- [Exercise description]: In the Ivory Prize text below, transcribe the passage starting at "In 2021, Benjamin" and ending at "pursue higher education.".

- [Document segment]:
-------------------------
Award Recipients for Ivory Prize


B. Drake Regalado Alton

In 2021, Benjamin “Drake” Regalado Alton was a junior at Weber State, working toward his degree in biochemistry, when he founded the Regalado Foundation, a non-profit organization which helps underrepresented students in the Ogden area pursue higher education.

“I come from an immigrant family and have always had a passion for helping people who are new to this country,” Alton said. “My dad immigrated to the United States from Honduras as a teenager to receive an education, and there is a huge population of people like him in Ogden. I thought to myself, if I struggled to figure out my own career path, how much more would people who are new to this educational system struggle to find theirs?”

Though Alton is not a first-generation student, he was the first in his family to be born in the U.S., and often found it difficult to navigate college. His goal with the foundation was to give students an easier start with higher education than he did through guidance, mentorship and aiding with scholarship applications.
-------------------------
- [Data extract]:
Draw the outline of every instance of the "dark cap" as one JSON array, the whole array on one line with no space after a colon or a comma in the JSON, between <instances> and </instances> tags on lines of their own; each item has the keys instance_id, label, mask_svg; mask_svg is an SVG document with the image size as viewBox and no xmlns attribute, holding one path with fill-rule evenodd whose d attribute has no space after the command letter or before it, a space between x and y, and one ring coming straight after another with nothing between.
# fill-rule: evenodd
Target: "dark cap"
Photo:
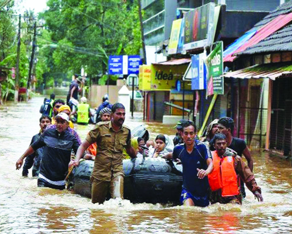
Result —
<instances>
[{"instance_id":1,"label":"dark cap","mask_svg":"<svg viewBox=\"0 0 292 234\"><path fill-rule=\"evenodd\" d=\"M177 129L182 129L183 128L184 124L187 122L187 121L185 119L182 119L176 123L176 125L175 126Z\"/></svg>"}]
</instances>

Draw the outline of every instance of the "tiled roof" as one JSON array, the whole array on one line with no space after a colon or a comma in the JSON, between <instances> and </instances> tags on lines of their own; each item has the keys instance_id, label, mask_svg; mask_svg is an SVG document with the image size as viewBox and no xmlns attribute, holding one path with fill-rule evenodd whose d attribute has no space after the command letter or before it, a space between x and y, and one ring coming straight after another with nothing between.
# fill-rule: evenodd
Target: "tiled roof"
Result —
<instances>
[{"instance_id":1,"label":"tiled roof","mask_svg":"<svg viewBox=\"0 0 292 234\"><path fill-rule=\"evenodd\" d=\"M224 74L225 77L241 79L276 78L292 74L292 65L290 62L256 65Z\"/></svg>"},{"instance_id":2,"label":"tiled roof","mask_svg":"<svg viewBox=\"0 0 292 234\"><path fill-rule=\"evenodd\" d=\"M267 25L269 25L268 28L265 29L264 31L267 31L268 30L270 31L273 27L273 25L270 25L272 20L275 20L277 21L275 19L276 18L279 18L280 16L288 16L287 15L291 12L292 1L290 1L278 6L262 20L256 24L254 27L249 31L254 30L255 29L257 30L260 30L265 27L266 27ZM275 23L277 23L277 22ZM253 37L257 35L257 32L255 36L252 37L246 43L245 46L242 47L241 48L240 48L241 49L237 50L237 51L234 51L228 56L231 57L231 59L229 59L228 58L225 57L225 61L229 61L229 60L232 61L236 57L234 56L250 55L275 51L292 51L292 26L291 23L291 22L288 23L288 24L286 22L285 23L283 24L280 28L277 29L277 31L270 35L265 33L264 34L266 35L266 37L262 37L262 39L258 41L256 44L251 44L249 41L254 40ZM272 24L274 25L274 24ZM284 27L283 26L284 26ZM271 32L272 32L272 31ZM249 44L249 45L248 44Z\"/></svg>"}]
</instances>

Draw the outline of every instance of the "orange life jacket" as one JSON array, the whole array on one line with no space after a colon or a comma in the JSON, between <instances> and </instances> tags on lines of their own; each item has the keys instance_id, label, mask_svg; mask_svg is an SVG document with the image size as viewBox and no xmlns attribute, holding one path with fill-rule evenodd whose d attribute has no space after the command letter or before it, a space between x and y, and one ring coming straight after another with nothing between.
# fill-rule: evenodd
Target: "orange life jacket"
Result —
<instances>
[{"instance_id":1,"label":"orange life jacket","mask_svg":"<svg viewBox=\"0 0 292 234\"><path fill-rule=\"evenodd\" d=\"M215 150L212 151L214 169L208 175L209 184L212 191L220 189L222 197L238 195L238 179L234 169L234 159L232 156L220 158Z\"/></svg>"}]
</instances>

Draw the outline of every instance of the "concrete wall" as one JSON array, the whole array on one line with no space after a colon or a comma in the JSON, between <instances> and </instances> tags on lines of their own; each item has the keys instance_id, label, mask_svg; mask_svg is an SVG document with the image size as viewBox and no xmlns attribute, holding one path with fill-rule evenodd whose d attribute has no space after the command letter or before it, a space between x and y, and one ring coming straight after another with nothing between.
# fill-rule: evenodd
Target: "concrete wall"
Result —
<instances>
[{"instance_id":1,"label":"concrete wall","mask_svg":"<svg viewBox=\"0 0 292 234\"><path fill-rule=\"evenodd\" d=\"M113 104L118 101L119 92L122 86L110 85L109 100ZM93 108L98 107L102 102L102 97L107 93L107 85L93 85L89 88L88 103Z\"/></svg>"}]
</instances>

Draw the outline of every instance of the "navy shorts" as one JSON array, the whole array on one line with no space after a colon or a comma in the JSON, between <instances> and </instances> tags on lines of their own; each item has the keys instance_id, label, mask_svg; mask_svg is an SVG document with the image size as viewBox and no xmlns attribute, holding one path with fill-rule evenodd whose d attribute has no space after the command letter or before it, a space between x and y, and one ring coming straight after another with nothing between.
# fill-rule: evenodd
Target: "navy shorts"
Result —
<instances>
[{"instance_id":1,"label":"navy shorts","mask_svg":"<svg viewBox=\"0 0 292 234\"><path fill-rule=\"evenodd\" d=\"M193 200L195 206L205 207L209 205L209 199L207 195L205 197L195 197L185 188L183 188L180 199L180 204L182 205L185 200L189 198Z\"/></svg>"}]
</instances>

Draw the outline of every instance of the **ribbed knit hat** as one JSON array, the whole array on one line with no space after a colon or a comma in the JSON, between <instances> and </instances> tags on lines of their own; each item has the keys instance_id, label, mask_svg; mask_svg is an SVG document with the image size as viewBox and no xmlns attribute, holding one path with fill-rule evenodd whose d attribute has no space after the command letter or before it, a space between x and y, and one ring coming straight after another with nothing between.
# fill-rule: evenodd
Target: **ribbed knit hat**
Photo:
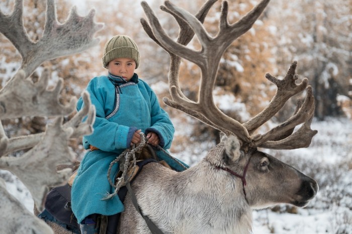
-------------------------
- [Completed task]:
In 2021, Benjamin “Drake” Regalado Alton was a junior at Weber State, working toward his degree in biochemistry, when he founded the Regalado Foundation, a non-profit organization which helps underrepresented students in the Ogden area pursue higher education.